DATA SUPPLIED:

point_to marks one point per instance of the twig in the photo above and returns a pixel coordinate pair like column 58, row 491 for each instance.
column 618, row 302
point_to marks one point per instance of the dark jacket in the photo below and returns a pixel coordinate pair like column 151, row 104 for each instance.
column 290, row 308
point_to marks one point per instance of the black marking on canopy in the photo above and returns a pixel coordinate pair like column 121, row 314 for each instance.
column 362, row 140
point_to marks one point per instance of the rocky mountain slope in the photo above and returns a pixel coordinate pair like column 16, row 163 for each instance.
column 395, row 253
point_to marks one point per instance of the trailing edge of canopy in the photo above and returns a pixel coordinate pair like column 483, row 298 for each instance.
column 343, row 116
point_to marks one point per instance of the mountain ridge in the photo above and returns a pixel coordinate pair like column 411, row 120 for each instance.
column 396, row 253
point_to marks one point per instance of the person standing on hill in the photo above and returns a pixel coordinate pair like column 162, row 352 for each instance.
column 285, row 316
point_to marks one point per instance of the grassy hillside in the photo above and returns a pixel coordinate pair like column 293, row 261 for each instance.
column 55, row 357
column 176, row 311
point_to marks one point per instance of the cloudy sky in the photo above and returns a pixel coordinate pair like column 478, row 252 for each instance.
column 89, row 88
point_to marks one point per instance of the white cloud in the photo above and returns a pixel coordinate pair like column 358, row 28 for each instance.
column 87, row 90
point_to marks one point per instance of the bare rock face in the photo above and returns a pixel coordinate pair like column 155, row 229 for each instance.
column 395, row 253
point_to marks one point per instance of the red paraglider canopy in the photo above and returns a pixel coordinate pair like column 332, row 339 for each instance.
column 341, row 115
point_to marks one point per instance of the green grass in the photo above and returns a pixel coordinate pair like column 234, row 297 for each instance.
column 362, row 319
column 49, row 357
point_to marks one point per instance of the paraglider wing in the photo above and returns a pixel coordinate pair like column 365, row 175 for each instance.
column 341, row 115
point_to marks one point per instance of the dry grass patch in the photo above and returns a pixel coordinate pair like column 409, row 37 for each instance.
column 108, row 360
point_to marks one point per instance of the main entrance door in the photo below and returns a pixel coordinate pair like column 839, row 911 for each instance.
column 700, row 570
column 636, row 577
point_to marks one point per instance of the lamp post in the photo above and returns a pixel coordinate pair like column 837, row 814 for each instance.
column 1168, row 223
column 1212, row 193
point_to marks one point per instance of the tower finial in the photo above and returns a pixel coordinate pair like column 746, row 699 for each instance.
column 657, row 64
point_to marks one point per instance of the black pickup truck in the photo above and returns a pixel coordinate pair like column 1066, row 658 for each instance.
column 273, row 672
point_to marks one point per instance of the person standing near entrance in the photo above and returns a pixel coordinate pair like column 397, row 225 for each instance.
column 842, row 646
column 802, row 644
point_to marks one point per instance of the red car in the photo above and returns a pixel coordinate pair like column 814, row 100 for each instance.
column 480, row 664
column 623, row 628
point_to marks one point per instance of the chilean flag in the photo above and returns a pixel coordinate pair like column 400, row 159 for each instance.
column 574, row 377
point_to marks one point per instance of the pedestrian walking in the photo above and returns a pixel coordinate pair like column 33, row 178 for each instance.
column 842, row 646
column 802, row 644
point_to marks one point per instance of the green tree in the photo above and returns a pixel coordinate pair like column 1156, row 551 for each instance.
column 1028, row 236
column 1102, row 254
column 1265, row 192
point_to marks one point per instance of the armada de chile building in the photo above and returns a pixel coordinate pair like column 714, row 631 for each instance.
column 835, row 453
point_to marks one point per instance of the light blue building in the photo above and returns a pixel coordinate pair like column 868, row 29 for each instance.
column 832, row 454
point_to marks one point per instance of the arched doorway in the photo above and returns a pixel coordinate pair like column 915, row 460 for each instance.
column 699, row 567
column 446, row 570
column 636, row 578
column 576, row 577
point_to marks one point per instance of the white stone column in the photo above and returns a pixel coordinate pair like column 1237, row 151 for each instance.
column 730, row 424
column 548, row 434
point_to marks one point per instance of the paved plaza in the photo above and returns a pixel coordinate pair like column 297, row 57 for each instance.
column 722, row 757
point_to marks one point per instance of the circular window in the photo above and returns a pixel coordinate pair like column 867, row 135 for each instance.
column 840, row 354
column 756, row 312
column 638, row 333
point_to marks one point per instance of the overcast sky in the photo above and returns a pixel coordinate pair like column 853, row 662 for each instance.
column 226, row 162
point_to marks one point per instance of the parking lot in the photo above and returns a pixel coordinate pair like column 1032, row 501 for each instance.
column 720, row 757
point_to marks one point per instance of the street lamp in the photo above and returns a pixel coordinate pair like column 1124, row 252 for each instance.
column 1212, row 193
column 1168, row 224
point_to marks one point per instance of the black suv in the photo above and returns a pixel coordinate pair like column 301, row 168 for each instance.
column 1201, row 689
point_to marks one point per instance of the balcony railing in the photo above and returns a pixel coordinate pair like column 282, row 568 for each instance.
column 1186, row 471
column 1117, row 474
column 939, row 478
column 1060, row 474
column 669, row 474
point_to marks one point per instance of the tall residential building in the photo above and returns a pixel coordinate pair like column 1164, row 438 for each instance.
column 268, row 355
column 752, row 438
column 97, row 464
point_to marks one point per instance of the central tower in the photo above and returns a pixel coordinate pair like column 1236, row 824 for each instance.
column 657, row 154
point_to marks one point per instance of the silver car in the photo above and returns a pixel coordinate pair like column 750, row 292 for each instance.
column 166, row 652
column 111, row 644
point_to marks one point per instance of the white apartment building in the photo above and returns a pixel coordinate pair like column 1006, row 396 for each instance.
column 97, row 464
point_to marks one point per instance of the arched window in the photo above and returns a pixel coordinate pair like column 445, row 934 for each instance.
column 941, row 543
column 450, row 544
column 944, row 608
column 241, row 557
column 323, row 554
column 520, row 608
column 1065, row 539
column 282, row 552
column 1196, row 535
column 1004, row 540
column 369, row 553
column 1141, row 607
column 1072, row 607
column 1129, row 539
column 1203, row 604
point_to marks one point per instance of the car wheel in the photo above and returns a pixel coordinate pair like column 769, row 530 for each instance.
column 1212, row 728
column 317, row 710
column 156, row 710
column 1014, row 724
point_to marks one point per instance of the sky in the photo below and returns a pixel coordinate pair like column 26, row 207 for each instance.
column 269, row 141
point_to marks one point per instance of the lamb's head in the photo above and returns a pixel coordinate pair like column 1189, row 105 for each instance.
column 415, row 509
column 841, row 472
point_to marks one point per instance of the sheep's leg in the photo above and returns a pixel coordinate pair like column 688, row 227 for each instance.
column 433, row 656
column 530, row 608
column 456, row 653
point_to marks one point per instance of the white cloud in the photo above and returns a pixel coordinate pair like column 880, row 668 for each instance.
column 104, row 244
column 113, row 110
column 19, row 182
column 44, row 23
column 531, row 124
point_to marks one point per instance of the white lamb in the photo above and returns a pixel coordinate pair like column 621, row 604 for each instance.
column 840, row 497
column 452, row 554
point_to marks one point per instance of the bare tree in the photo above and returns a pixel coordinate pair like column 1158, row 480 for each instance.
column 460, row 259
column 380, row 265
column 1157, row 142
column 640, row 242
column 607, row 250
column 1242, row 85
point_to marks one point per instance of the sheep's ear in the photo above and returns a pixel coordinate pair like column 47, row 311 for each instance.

EXERCISE DETAILS: Rewrite all the entries above with "pixel coordinate pair" swapped for "pixel position" and no other changes.

TASK RESPONSE:
point_to marks one point per instance of the twig in the photo above and returns a pixel position like column 58, row 491 for each instance.
column 618, row 302
point_to marks one point per instance of the dark jacket in the photo below and returns a pixel position like column 151, row 104 for each instance.
column 290, row 308
point_to marks one point per instance of the black marking on canopy in the photo above and returns a pixel position like column 121, row 314 for each instance.
column 362, row 140
point_to marks one point per instance of the rocky mountain slope in the photo above and returns a pixel position like column 16, row 163 for each instance.
column 395, row 253
point_to marks one point per instance of the trailing edge of canopy in the photo above and returns a pixel position like column 483, row 298 for each instance.
column 343, row 116
point_to marks one point per instance of the mountain ridge in the photo above and returns a pixel position like column 411, row 120 for each instance.
column 396, row 253
point_to marks one point per instance of the person standing on hill in the photo above and returns a pixel position like column 162, row 352 for each instance.
column 285, row 316
point_to marks one point per instance of the grassy hillside in the photo above and returns a pixel position like column 293, row 261 for each instance.
column 55, row 357
column 176, row 311
point_to marks one point per instance of the cloudy sky in the photo above and returns a pixel position like column 478, row 252 for each instance.
column 89, row 88
point_to marks one point per instance of the white cloud in the photo above and returns a pixel position like column 358, row 28 for each instance.
column 87, row 90
point_to marks one point per instance of the bare rock face in the photo above and returns a pixel position like column 155, row 229 for each instance.
column 395, row 253
point_to marks one point per instance of the red paraglider canopy in the photo above and returns a pixel position like column 332, row 339 for each instance.
column 341, row 115
point_to marks one point per instance of the green grass in the photo above and returns a pixel position like column 234, row 297 for each instance.
column 362, row 319
column 49, row 357
point_to marks one point per instance of the paraglider wing in the photo above and returns a pixel position like column 365, row 175 for each instance.
column 341, row 115
point_to marks one point per instance of the dry grass patch in the photo above and returns a pixel position like column 409, row 37 for each instance.
column 108, row 360
point_to marks one point per instance of the main entrance door in the photo below and returns a pixel position like column 839, row 911 for each instance.
column 700, row 570
column 636, row 577
point_to marks one point per instance of the lamp post in the photo above and returns a pixel position like column 837, row 814 for each instance.
column 1168, row 223
column 1212, row 193
point_to marks one point per instance of the tower finial in the photo above and returns a pixel position like column 746, row 699 for each instance.
column 657, row 64
point_to marks one point per instance of the black pickup truck in the photo above and returns a pixel position like column 1066, row 658 for each instance.
column 273, row 672
point_to marks one point per instance of the person standing near entrance in the photo above and returns a pixel position like column 397, row 225 for each instance.
column 842, row 646
column 802, row 644
point_to marks one point per instance of the red car in the photo above and returns a pixel position like column 814, row 100 for each instance.
column 480, row 664
column 623, row 628
point_to marks one point per instance of the chilean flag in the photo above and returns a pixel position like column 400, row 159 for each instance.
column 574, row 377
point_to marks one point per instance of the pedestrian walking in the photo above and returns a pixel position like column 33, row 178 for each instance.
column 842, row 646
column 802, row 644
point_to marks one point per instance of the green tree in the photo above and returns a pixel position like column 1156, row 551 for each instance.
column 1028, row 236
column 1102, row 254
column 1265, row 192
point_to marks one point per instance of the armada de chile building in the photo above and returns a pixel position like column 714, row 631 for each instance.
column 835, row 453
point_to marks one point per instance of the light blue building in the photo above and returns a pixel position like column 868, row 29 for each instance.
column 832, row 454
point_to marks one point per instance of the arched doorway in the photo above and returns a pixel position like column 915, row 460 for each instance.
column 699, row 567
column 446, row 570
column 636, row 578
column 576, row 577
point_to marks one point per instance of the white stone column in the photo above and returns a pixel position like column 1237, row 151 for each instance.
column 730, row 424
column 548, row 434
point_to marks one point per instance of the paved plaza in the photo above and returns a pixel position like column 297, row 57 for each instance.
column 722, row 757
point_to marks one point per instance of the circular window in the photo above and returns a pixel position like column 867, row 135 for each instance.
column 840, row 354
column 756, row 312
column 638, row 333
point_to marks one point per instance of the overcast sky in the photo above and returns a pixel position like column 853, row 662 for each instance.
column 226, row 162
point_to marks one point per instance of the parking lot in the photo above and returns a pixel position like column 1032, row 501 for each instance.
column 720, row 757
point_to marks one point per instance of the street lamp in the photo above and returns a pixel position like column 1124, row 252 for each instance.
column 1212, row 193
column 1168, row 224
point_to marks one point per instance of the black suv in the photo above and returns a pixel position like column 301, row 168 for each instance.
column 1201, row 689
point_to marks one point per instance of the balcony railing in the photo above and returns a pixel position like column 282, row 568 for each instance.
column 1186, row 471
column 1117, row 474
column 939, row 478
column 1060, row 474
column 669, row 474
point_to marks one point per instance of the tall residential building in the photo above and returns a pixel position like column 1164, row 438 for each instance.
column 268, row 355
column 752, row 438
column 97, row 464
point_to marks one point per instance of the central tower in the photo above and returns a pixel position like column 1236, row 824 for each instance.
column 657, row 154
point_to marks one point per instance of the silver car in the photo above and returns a pixel position like column 750, row 292 for each instance.
column 166, row 652
column 111, row 644
point_to marks one point per instance of the white apartment building in the photo above and returns a pixel position like column 1006, row 396 for each instance.
column 97, row 464
point_to marks one point per instance of the arched window in the photo above and returns a pixel position like column 445, row 934 for each instance.
column 941, row 543
column 450, row 544
column 944, row 608
column 241, row 557
column 323, row 554
column 520, row 608
column 1065, row 539
column 282, row 552
column 1196, row 535
column 1004, row 540
column 369, row 553
column 1141, row 607
column 1072, row 607
column 1129, row 539
column 1203, row 604
point_to marks one point per instance of the car wheel in the photo above and returns a pixel position like column 769, row 530 for each instance.
column 1212, row 728
column 317, row 710
column 156, row 710
column 1014, row 724
point_to marks one point per instance of the sky in the photo below and returns a pixel position like column 26, row 207 for each instance.
column 269, row 141
point_to marks one point per instance of the lamb's head in the photo above and returns a pixel position like column 1189, row 105 for each instance.
column 415, row 509
column 841, row 472
point_to marks one point per instance of the sheep's leg in the photo above and returns a pixel position like column 688, row 227 for each instance.
column 433, row 656
column 530, row 608
column 456, row 653
point_to marks one point per instance of the white cloud in the photo above and returns a pixel position like column 880, row 668 for each instance.
column 104, row 244
column 113, row 110
column 19, row 182
column 44, row 23
column 531, row 124
point_to marks one point per instance of the white lamb in the photo above and returns a pixel position like column 621, row 604 for each instance.
column 840, row 497
column 452, row 554
point_to marks one point per instance of the bare tree in the photo above and returns a pixel position like column 1158, row 480 for each instance.
column 460, row 259
column 380, row 265
column 1157, row 142
column 640, row 242
column 607, row 250
column 1242, row 85
point_to marks one point per instance of the sheep's ear in the photo above and returns a pixel position like column 47, row 311 for each instance.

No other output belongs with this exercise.